● **REQUIRED ACTIONS**:
[1] Can you sum up the passage on the meanings of p-values in two sentences?
[2] Would you carry the passage on the meanings of p-values further, picking up after its final sentence?
━━ EXTRACT PROVIDED
The p-value is one of the most common, and one of the most confusing, tools in applied statistics. Seasoned educators are well aware of all the things the p-value is not. Most notably, it’s not “the probability that the null hypothesis is true.” McShane and Gal find that even top researchers routinely misinterpret p-values.
But let’s forget for a moment about what p-values are not and instead ask what they are. It turns out that there are different meanings of the term. At first I was going to say that these are different “definitions,” but Sander Greenland pointed out that not all are definitions:
Definition 1. p-value(y) = Pr(T(y_rep) >= T(y) | H), where H is a “hypothesis,” a generative probability model, y is the observed data, y_rep are future data under the model, and T is a “test statistic,” some pre-specified specified function of data. I find it clearest to define this sort of p-value relative to potential future data; it can also be done mathematically and conceptually without any reference to repeated or future sampling, as in this 2019 paper by Vos and Holbert.
Definition 2. Start with a set of hypothesis tests of level alpha, for all values alpha between 0 and 1. p-value(y) is the smallest alpha of all the tests that reject y. This definition starts with a family of hypothesis tests rather than a test statistic, and it does not necessarily have a Bayesian interpretation, although in particular cases, it can also satisfy Definition 1.
Property 3. p-value(y) is some function of y that is uniformly distributed under H. I’m not saying that the term “p-value” is taken as a synonym for “uniform variate” but rather that this conditional uniform distribution is sometimes taken to be a required property of a p-value. It’s not a definition because in practice no one would define a p-value without some reference to a tail-area probability (Definition 1) or a rejection region (Definition 2)—but it is sometimes taken as a property that is required for something to be a true p-value. The relevant point here is that a p-value can satisfy Property 3 without satisfying Definition 1 (there are methods of constructing uniformly-distributed p-values that are not themselves tail-area probabilities), and a p-value can satisfy Definition 1 without satisfying Property 3 (when there is a composite null hypothesis and the distribution of the test statistic is not invariant to parameter values; see Xiao-Li Meng’s paper from 1994).
Description 4. p-value(y) is the result of some calculations applied to data that are conventionally labeled as a p-value. Typically, this will be a p-value under Definition 1 or 2 above, but perhaps defined under a hypothesis H that is not actually the model being fit to the data at hand, or a hypothesis H(y) that itself is a function of data, for example from p-hacking or forking paths. I’m labeling this as a “description” rather than a “definition” to clarify that this sort of p-value is used all the time without always a clear definition of the hypothesis, for example if you have a regression coefficient with estimate beta_hat and standard error s, and you compute 2 times the tail-area probability of |beta_hat|/s under the normal or t distribution, without ever defining a null hypothesis relative to all the parameters in your model. Sander Greenland calls this sort of thing a “descriptive” p-value, capturing the idea that the p-value can be understood as a summary of the discrepancy or divergence of the data from H according to some measure, ranging from 0 = completely incompatible to 1 = completely compatible. For example, the p-value from a linear regression z-score can be understood as a data summary without reference to a full model for all the coefficients.
These are not four definitions/properties/descriptions of the same thing. They are four different things. Not completely different, as they coincide in certain simple examples, but different, and they serve different purposes. They have different practical uses and implications, and you can make mistakes when you use one sort to answer a different question. Just as, for example, posterior intervals and confidence intervals coincide in some simple examples but in general are different: lots of real-world posterior intervals don’t have classical confidence coverage, even in theory, and lots of real-world confidence intervals don’t have Bayesian posterior coverage, even in theory.
━━━━
━━ RECORDED DATA
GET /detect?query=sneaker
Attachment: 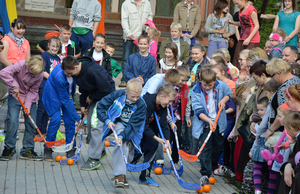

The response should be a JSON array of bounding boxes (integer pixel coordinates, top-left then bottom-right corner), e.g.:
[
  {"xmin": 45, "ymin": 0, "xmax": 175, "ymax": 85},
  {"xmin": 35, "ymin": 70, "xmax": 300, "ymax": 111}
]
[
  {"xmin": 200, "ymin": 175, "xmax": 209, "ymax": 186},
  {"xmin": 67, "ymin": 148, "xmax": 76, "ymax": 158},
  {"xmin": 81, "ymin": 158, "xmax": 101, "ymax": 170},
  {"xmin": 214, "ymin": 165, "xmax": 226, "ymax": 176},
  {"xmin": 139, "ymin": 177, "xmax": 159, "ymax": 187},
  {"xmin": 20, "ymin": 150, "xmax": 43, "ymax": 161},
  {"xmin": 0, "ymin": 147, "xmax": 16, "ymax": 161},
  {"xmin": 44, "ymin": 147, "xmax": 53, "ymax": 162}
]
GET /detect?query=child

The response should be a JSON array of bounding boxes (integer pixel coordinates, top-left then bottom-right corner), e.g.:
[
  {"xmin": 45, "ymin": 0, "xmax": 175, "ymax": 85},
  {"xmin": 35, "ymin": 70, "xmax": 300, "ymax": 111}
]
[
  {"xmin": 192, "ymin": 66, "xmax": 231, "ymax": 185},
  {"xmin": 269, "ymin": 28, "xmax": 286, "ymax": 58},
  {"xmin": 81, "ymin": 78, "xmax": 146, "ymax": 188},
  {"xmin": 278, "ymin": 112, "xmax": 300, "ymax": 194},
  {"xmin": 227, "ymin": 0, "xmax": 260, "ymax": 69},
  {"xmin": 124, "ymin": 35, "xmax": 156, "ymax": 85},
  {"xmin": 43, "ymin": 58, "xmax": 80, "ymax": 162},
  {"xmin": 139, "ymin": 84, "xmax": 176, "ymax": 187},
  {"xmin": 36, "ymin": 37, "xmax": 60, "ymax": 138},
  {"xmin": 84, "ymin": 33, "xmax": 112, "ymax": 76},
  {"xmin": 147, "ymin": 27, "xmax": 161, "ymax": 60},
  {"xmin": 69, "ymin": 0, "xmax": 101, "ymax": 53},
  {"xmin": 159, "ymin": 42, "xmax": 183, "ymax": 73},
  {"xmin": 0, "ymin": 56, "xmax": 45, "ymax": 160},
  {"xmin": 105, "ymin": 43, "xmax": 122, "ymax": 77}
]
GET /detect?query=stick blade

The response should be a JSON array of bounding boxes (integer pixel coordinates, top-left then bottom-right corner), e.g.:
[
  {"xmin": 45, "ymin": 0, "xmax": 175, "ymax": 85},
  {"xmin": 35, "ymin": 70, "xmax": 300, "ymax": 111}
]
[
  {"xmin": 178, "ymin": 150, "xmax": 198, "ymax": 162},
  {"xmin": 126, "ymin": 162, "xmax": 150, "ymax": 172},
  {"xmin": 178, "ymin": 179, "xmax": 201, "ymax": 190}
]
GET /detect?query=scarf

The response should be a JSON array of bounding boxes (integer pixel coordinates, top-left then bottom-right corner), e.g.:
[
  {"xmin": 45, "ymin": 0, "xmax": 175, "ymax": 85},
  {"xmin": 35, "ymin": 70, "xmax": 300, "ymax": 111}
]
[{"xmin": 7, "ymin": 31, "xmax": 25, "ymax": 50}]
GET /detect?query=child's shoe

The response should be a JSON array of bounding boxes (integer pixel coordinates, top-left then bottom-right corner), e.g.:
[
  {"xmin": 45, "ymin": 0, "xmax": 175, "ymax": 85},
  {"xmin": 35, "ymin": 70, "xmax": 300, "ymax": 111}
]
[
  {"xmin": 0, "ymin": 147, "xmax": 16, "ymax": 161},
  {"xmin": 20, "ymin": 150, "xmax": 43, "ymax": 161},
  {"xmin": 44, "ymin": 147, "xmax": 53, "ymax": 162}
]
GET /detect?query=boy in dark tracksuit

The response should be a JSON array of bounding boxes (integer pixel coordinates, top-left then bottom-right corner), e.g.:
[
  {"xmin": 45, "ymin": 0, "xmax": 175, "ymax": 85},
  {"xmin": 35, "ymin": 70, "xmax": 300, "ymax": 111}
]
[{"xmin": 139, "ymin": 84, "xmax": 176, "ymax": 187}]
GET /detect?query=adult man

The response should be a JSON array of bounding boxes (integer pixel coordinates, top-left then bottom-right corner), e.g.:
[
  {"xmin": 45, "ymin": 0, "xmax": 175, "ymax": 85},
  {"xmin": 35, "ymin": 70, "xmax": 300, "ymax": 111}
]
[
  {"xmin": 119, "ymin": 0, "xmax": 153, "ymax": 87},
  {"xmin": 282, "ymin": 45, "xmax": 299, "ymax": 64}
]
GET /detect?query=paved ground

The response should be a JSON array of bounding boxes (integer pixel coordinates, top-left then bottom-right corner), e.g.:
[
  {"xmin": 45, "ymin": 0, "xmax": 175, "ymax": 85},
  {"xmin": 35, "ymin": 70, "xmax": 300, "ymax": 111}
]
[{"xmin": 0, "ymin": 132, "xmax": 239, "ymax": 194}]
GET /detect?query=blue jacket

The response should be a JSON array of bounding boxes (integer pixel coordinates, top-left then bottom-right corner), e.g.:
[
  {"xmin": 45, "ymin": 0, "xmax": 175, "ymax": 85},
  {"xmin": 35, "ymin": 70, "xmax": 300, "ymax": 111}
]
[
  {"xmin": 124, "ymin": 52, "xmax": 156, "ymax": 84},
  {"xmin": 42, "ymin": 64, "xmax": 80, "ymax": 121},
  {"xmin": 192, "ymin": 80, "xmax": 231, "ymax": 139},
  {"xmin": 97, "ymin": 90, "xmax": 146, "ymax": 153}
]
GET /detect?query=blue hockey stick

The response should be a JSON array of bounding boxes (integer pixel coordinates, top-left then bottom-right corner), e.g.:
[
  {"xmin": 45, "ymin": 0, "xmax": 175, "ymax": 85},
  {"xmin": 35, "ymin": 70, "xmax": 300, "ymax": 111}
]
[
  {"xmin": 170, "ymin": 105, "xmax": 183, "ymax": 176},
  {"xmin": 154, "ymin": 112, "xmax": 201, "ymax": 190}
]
━━━━
● **TASK-BY-TASK RESULTS**:
[1] The p-value is a common but widely misunderstood statistical tool, and the term has several distinct meanings: a tail-area probability of a test statistic under a hypothesis, the smallest level alpha at which a family of tests rejects the data, a function of the data that is uniformly distributed under the hypothesis, and a calculation conventionally labeled a p-value that summarizes how far the data diverge from a hypothesis. These are four different things that coincide only in certain simple examples, so using one sort to answer a question suited to another can lead to mistakes.

[2]
A single term with many meanings—that’s a recipe for confusion! Hence this post, which does not claim to solve any technical problems but is just an attempt to clarify.
In all the meanings above, H is a “generative probability model,” that is, a class of probability models for the modeled data, y. If H is a simple null hypothesis, H represents a specified probability distribution, p(y|H). If H is a composite null hypothesis, there is some vector of unknown parameters theta indexing a family of probability distributions, p(y|theta,H). As Daniel Lakeland so evocatively put it, a null hypothesis is a specific random number generator.
Under any of the above meanings, the p-value is a number—a function of data, y—and also can be considered as a random variable with probability distribution induced by the distribution of y under H. For a composite null hypothesis, that distribution will in general depend on theta, but that complexity is not our focus here.
So, back to p-values. How can one term have four meanings? Pretty weird, huh?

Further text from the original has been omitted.